##### GIVEN RECORDS #####
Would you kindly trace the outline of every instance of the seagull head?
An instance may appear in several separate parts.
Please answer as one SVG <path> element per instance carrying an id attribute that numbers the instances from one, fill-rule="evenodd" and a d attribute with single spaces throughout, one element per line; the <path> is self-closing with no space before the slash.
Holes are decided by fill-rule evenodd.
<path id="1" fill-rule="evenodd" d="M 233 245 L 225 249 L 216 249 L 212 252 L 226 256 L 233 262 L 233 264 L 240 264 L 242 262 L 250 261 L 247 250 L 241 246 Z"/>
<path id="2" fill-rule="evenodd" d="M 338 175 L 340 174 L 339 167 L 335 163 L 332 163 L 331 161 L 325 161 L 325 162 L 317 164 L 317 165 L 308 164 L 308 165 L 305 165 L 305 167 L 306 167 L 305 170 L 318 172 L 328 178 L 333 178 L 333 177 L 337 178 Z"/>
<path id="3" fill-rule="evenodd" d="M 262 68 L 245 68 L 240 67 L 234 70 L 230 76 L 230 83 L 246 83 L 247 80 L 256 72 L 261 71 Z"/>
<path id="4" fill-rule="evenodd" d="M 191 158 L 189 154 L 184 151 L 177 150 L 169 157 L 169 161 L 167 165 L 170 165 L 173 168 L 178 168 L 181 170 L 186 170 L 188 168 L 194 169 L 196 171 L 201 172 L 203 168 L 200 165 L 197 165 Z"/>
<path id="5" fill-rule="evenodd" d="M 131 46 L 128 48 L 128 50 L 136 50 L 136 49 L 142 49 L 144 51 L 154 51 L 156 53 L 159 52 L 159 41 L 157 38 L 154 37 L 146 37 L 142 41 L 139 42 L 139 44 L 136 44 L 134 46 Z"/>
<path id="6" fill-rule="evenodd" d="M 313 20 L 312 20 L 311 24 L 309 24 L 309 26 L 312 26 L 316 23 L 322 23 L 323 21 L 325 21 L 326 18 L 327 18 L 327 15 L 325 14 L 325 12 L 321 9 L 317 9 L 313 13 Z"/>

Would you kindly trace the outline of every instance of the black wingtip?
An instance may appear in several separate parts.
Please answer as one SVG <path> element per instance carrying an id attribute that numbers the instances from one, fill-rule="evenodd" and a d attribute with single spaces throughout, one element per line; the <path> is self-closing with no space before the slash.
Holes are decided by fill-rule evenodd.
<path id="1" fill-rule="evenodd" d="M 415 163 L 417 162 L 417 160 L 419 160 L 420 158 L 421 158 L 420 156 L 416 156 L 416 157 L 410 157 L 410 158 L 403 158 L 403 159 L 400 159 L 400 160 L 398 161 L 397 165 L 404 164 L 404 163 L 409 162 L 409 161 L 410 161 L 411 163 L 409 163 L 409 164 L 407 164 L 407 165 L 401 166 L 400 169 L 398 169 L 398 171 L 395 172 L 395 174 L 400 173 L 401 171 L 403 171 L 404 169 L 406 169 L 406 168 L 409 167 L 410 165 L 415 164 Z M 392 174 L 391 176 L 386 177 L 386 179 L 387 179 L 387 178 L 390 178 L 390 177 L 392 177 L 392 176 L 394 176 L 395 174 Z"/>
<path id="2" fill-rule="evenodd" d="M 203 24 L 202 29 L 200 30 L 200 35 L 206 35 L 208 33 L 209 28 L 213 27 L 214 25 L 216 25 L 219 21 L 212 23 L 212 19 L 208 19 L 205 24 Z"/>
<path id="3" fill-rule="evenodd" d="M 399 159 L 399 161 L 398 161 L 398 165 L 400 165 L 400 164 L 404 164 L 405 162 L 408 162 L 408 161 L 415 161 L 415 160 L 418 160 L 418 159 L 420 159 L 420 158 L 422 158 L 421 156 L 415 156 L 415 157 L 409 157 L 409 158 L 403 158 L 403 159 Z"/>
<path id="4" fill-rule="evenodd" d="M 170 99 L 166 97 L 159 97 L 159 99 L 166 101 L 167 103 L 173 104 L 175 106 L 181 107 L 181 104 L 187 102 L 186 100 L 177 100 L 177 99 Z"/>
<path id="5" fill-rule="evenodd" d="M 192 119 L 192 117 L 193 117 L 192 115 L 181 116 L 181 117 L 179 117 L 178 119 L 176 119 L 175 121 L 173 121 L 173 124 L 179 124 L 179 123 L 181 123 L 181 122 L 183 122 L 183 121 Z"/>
#####
WORK TO BE COMPLETED → Copy the records above character for character, starting at their first line and ending with the line that contains "313 20 L 312", inclusive.

RESULT OF THIS TASK →
Would you kindly trace the outline of every instance of the seagull head?
An instance may appear in several separate parts.
Please answer as one SVG <path> element per instance carrying an id attribute that numbers the instances from one, fill-rule="evenodd" and a d attribute with single spaces throughout, one element per line; the <path> is self-closing with no space before the slash.
Holes are decided by fill-rule evenodd.
<path id="1" fill-rule="evenodd" d="M 233 245 L 225 249 L 216 249 L 212 252 L 226 256 L 233 262 L 233 264 L 240 264 L 242 262 L 250 261 L 247 250 L 241 246 Z"/>
<path id="2" fill-rule="evenodd" d="M 338 175 L 340 174 L 339 167 L 335 163 L 332 163 L 331 161 L 325 161 L 325 162 L 317 164 L 317 165 L 308 164 L 308 165 L 305 165 L 305 167 L 306 167 L 305 170 L 318 172 L 328 178 L 333 178 L 333 177 L 337 178 Z"/>
<path id="3" fill-rule="evenodd" d="M 262 68 L 245 68 L 240 67 L 234 70 L 230 76 L 230 83 L 246 83 L 247 80 L 256 72 L 261 71 Z"/>
<path id="4" fill-rule="evenodd" d="M 191 158 L 189 154 L 184 151 L 177 150 L 169 157 L 169 161 L 167 165 L 170 165 L 173 168 L 178 168 L 181 170 L 186 170 L 188 168 L 194 169 L 196 171 L 201 172 L 203 168 L 200 165 L 197 165 Z"/>
<path id="5" fill-rule="evenodd" d="M 131 46 L 128 48 L 128 50 L 136 50 L 136 49 L 142 49 L 144 51 L 154 51 L 156 53 L 159 52 L 159 41 L 157 38 L 154 37 L 146 37 L 142 41 L 139 42 L 139 44 L 136 44 L 134 46 Z"/>
<path id="6" fill-rule="evenodd" d="M 313 20 L 312 20 L 311 24 L 309 24 L 309 26 L 312 26 L 316 23 L 322 23 L 323 21 L 325 21 L 326 18 L 327 18 L 327 15 L 325 14 L 325 12 L 321 9 L 317 9 L 313 13 Z"/>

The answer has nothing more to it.